Requirements: Reproduce word for word the part of the post on credit card arbitration starting at "The City Attorney" and ending at "at that legislation.".

Article:
__________________________________________________
« Paying for Mistakes | Main | The Supreme Court and the Consumer »

Have You Already Lost?

posted by Elizabeth Warren

The reasons to dispute a credit charge are many--mistakes, failure to credit a return, identity theft, a lost payment that triggered penalty interest and fees, etc. Maybe the company will be nice and settle, or maybe the charge will be small an the customer will grumble and pay.  But if you had a serious dispute you wanted to pursue, have you already lost? 

Business Week has a cover story this week about credit card disputes are settled through arbitration.  The focus is on NAF, an arbitration outfit that, by its own accounting, arbitrated 18,075 cases between a business entity and a California consumer. The score?  Business won 18,045, and consumers won 30.   

Read the story for all the details.  Reporters Robert Berner and Brian Grow are investigative reporters at its best. The story is factual, compelling and genuinely scary.

When Congress promoted arbitration with the Federal Arbitration Act, most people thought it provided a good alternative to expensive litigation for equally powerful parties (including me).  But today an arbitration clause slipped into the 30+ pages of incomprehensible language in a credit card agreement will mean that a customer has waived her rights to a class action.  Worse yet, as Business Week shows, it means the customer has agreed to submit to a process that the arbitration company markets to credit card companies as a cheap way to collect on debts--whether the card issuers can legally prove their claims or not. Business Week even raises serious questions about whether the most basic procedural fairness--sending notice of the dispute or providing a hearing when a consumer asks for one--is provided.

The City Attorney in San Francisco is suing NAF, based only on the publicly available data--a reminder of the importance of collecting and reporting basic data about consumer transactions. Of course, it will be eye-opening to see what documents will come out during discovery. 

Senator Feingold has introduced legislation that would let consumers decide AFTER a dispute arises if they want to go to arbitration. The practices reported by Berner and Grow should make more people in Washington take another look at that legislation.

In the meantime, have credit card customers pre-lost every dispute?   


Dear Prof. Warren,

I guess its the same everywhere. Here in India, arbitration has actually increased the cost of getting justice. The only recourse to arbitration is to high court where you can argue about if arbitration was properly conducted. The process to get all facts on record is so tedious and demanding that the even the middle class cannot afford it.

Sen. Obama has talked about credit card bill that resembles things you mentioned earlier. Hopefully, it takes a form that we in India can copy!


Ms Warren you've lost your mind. All the procedural safeguards are present. The lopsided outcomes are more likely the result of bad lawyers and bad cases.

See 9 U.S.C. §10:

(a) In any of the following cases the United States court in and for the district wherein the award was made may make an order vacating the award upon the application of any party to the arbitration—

(1) where the award was procured by corruption, fraud, or undue means;
(2) where there was evident partiality or corruption in the arbitrators, or either of them;
(3) where the arbitrators were guilty of misconduct in refusing to postpone the hearing, upon sufficient cause shown, or in refusing to hear evidence pertinent and material to the controversy; or of any other misbehavior by which the rights of any party have been prejudiced; or
(4) where the arbitrators exceeded their powers, or so imperfectly executed them that a mutual, final, and definite award upon the subject matter submitted was not made.
__________________________________________________
Records supplied:
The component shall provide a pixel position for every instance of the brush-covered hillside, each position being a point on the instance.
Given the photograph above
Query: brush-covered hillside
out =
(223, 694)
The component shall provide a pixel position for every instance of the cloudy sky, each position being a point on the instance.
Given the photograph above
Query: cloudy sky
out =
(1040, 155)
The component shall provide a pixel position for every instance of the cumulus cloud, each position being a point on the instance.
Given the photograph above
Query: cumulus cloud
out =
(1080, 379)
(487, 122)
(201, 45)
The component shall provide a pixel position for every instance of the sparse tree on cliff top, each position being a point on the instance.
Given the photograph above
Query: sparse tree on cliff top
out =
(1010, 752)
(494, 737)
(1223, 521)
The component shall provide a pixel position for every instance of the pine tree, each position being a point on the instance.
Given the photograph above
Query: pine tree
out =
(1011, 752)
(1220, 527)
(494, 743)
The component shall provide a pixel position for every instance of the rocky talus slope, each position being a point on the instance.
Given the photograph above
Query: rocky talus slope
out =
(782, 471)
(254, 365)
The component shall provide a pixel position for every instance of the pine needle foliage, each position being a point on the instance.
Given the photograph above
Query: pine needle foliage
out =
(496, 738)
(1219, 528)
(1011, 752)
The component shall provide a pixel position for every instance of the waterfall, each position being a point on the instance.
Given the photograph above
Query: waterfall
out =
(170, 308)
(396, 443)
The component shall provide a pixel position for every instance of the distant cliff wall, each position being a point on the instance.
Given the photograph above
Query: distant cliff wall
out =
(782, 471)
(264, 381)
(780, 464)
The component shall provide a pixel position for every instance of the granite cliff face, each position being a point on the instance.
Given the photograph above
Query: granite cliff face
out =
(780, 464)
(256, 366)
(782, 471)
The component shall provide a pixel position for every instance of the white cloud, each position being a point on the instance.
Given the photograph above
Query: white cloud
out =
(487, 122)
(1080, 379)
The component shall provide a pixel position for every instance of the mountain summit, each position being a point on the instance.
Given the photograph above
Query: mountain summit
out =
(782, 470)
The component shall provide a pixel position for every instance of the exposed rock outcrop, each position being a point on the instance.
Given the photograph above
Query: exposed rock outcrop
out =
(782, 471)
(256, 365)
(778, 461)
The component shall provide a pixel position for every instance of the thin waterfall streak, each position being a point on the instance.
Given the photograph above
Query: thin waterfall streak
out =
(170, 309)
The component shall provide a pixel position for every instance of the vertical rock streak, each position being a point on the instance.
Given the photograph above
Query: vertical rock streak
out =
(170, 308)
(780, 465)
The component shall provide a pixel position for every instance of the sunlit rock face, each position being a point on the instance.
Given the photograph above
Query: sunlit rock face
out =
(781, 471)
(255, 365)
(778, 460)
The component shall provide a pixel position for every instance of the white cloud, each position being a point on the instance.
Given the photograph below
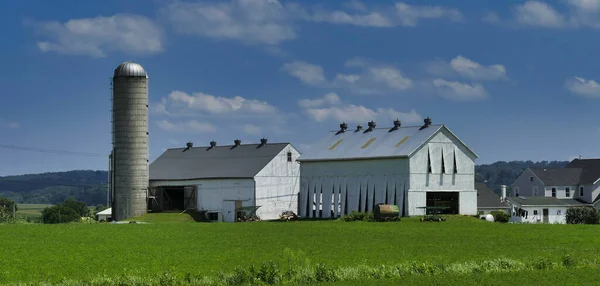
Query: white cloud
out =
(97, 36)
(191, 126)
(401, 14)
(577, 13)
(467, 68)
(251, 129)
(535, 13)
(250, 21)
(179, 102)
(340, 111)
(308, 73)
(583, 87)
(373, 78)
(330, 98)
(459, 91)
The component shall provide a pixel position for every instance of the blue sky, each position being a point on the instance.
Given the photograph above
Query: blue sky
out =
(515, 80)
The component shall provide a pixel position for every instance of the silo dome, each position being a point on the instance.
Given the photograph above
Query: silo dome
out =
(130, 69)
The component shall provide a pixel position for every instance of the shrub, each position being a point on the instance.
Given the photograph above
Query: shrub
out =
(582, 215)
(500, 216)
(59, 214)
(359, 216)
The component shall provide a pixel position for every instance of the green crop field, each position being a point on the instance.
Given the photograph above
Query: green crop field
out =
(174, 246)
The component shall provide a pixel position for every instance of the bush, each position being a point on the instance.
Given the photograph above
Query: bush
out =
(500, 216)
(59, 214)
(582, 215)
(359, 216)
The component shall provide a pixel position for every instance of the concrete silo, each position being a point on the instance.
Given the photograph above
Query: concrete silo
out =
(129, 157)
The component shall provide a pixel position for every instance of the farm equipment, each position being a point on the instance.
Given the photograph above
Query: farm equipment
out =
(384, 212)
(288, 215)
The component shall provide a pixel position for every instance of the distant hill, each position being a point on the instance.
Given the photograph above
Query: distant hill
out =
(91, 186)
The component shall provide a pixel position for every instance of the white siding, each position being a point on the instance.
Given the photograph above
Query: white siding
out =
(278, 185)
(442, 145)
(553, 216)
(360, 184)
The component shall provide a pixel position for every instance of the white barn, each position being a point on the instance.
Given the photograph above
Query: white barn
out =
(222, 181)
(422, 169)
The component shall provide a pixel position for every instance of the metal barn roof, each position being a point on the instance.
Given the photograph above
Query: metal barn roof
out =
(377, 143)
(130, 69)
(558, 176)
(243, 161)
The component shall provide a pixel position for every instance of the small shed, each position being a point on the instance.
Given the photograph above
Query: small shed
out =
(104, 215)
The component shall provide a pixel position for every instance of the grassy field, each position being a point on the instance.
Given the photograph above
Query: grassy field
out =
(31, 210)
(178, 245)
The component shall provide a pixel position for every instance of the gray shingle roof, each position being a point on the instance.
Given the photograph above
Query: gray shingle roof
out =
(558, 176)
(546, 201)
(486, 198)
(374, 144)
(590, 172)
(244, 161)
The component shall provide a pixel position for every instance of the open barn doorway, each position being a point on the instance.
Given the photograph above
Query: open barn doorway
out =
(442, 203)
(174, 198)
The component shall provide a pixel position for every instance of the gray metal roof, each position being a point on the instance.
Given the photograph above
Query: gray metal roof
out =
(130, 69)
(243, 161)
(546, 201)
(486, 198)
(590, 169)
(355, 144)
(558, 176)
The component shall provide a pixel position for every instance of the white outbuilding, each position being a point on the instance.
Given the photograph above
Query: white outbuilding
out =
(224, 182)
(421, 169)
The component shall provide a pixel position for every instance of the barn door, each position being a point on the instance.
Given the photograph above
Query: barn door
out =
(229, 211)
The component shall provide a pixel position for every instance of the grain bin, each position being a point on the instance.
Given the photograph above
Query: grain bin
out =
(386, 212)
(130, 141)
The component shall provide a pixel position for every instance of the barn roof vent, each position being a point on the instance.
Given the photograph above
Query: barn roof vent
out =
(371, 125)
(188, 146)
(397, 125)
(427, 122)
(343, 128)
(263, 142)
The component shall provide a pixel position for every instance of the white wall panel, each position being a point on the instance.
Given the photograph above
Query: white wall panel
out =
(327, 196)
(343, 195)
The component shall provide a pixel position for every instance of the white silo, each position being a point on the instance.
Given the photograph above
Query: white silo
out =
(129, 160)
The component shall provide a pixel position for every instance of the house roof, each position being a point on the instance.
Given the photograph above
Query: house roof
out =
(590, 169)
(378, 143)
(546, 201)
(486, 198)
(558, 176)
(243, 161)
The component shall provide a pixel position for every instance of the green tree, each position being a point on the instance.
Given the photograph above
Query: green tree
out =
(79, 207)
(59, 214)
(6, 208)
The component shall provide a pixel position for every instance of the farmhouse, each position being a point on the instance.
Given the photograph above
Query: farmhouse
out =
(225, 182)
(488, 201)
(422, 169)
(541, 209)
(579, 180)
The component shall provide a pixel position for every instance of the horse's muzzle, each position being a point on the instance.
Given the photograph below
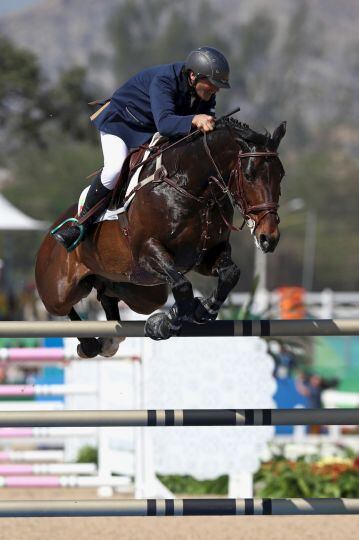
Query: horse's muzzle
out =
(268, 242)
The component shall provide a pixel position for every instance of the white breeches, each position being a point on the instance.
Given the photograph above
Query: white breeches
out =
(114, 154)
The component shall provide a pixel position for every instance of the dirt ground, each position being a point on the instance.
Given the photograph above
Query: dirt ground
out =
(167, 528)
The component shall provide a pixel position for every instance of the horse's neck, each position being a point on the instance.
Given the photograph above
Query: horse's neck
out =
(215, 161)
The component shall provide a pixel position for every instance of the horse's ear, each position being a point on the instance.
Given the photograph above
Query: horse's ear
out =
(278, 135)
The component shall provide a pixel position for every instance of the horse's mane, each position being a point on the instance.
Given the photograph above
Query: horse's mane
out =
(244, 131)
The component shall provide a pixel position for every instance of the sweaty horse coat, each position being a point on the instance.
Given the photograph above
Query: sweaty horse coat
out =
(156, 99)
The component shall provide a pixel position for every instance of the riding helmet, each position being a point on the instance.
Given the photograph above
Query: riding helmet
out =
(210, 63)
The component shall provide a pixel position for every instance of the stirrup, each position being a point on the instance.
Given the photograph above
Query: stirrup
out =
(81, 235)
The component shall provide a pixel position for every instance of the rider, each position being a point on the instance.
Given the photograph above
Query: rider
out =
(170, 99)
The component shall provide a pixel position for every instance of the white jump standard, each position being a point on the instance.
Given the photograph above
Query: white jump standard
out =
(179, 417)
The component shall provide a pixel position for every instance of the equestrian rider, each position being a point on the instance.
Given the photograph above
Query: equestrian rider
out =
(170, 99)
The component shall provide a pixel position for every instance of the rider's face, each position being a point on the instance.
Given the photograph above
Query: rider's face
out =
(204, 88)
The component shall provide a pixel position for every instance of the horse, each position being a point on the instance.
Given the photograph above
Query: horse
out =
(180, 221)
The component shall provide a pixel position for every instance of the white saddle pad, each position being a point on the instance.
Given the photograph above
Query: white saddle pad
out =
(109, 215)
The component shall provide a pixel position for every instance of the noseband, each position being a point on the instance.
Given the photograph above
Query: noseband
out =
(252, 214)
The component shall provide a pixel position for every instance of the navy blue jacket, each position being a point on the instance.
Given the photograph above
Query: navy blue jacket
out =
(156, 99)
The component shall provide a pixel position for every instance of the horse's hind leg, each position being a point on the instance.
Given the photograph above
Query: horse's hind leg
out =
(89, 347)
(109, 346)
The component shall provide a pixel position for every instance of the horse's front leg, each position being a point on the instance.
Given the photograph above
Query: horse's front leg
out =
(228, 273)
(159, 262)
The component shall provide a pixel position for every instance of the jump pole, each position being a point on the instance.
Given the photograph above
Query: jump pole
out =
(264, 328)
(179, 417)
(179, 507)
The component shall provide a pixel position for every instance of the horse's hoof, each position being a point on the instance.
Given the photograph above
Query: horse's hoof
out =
(109, 346)
(159, 326)
(202, 313)
(88, 348)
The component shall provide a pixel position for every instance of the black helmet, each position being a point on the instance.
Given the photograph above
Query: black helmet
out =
(210, 63)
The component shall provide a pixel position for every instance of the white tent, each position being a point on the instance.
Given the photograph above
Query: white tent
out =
(12, 219)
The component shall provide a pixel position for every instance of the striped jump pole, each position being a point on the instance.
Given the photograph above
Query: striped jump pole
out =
(264, 328)
(176, 417)
(179, 507)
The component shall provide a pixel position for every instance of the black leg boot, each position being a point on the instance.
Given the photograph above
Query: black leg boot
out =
(70, 236)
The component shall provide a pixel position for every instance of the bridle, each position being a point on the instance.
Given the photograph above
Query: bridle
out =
(252, 214)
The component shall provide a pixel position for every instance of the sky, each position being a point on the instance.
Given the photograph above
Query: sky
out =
(8, 6)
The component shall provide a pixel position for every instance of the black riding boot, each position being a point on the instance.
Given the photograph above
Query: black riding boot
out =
(71, 235)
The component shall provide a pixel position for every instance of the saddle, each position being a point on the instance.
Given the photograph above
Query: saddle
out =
(130, 165)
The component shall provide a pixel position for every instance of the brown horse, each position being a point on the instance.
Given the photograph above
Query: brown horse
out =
(177, 223)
__________________________________________________
Full response:
The City Attorney in San Francisco is suing NAF, based only on the publicly available data--a reminder of the importance of collecting and reporting basic data about consumer transactions. Of course, it will be eye-opening to see what documents will come out during discovery. 

Senator Feingold has introduced legislation that would let consumers decide AFTER a dispute arises if they want to go to arbitration. The practices reported by Berner and Grow should make more people in Washington take another look at that legislation.